- [Excerpt provided]:

»»

Open alamnasim opened 5 years ago
you have same sampling rate for both hindi and english data files?
yes
Had better use the same language between your training data and evaluating data, since different language has different tempo and feature, unless there is a more robust speaker recognition method. Discussed in issue (Real time diarization #8)
Hi! About this topic...if we try to create a dataset in a specific language, can we set some parameters (a minimum number of speakers and utterrances, for example) in order to guarantee good final results (once these parameters are complied)? Thanks
Had better use the same language between your training data and evaluating data, since different language has different tempo and feature, unless there is a more robust speaker recognition method. Discussed in issue (Real time diarization #8)
Most of the audio (almost 90-92%) are hindi only, and rest are in english or mixed and spoken in indian ascent. I tried to find testing accuracy, i can get about 55-60 % accuracy.
As i checked, yes we can set number of speakers, and it selects randomly a range of utterances from each speaker. check line number 184 in generate_embeddings.py.
As i checked, yes we can set number of speakers, and it selects randomly a range of utterances from each speaker. check line number 184 in generate_embeddings.py.
Ok, but do you think that we can establish these parameters at the beginning? For example, i decide to create a dataset that contains 100 speakers and 2 utterances for each speaker. Can i be almost sure that the final performances will be acceptable? I hope i was clear. Thanks
I think more the utterances are for each speaker better will be your results.

««

- [Dataset section]:
»»

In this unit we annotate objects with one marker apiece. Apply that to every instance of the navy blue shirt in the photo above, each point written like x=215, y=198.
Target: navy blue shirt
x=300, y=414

««

- [What you have to do]: Write out, word for word, the stretch of the diarization thread above from "Most of the" through "55-60 % accuracy.".

- [Reply to the task]:
Most of the audio (almost 90-92%) are hindi only, and rest are in english or mixed and spoken in indian ascent. I tried to find testing accuracy, i can get about 55-60 % accuracy.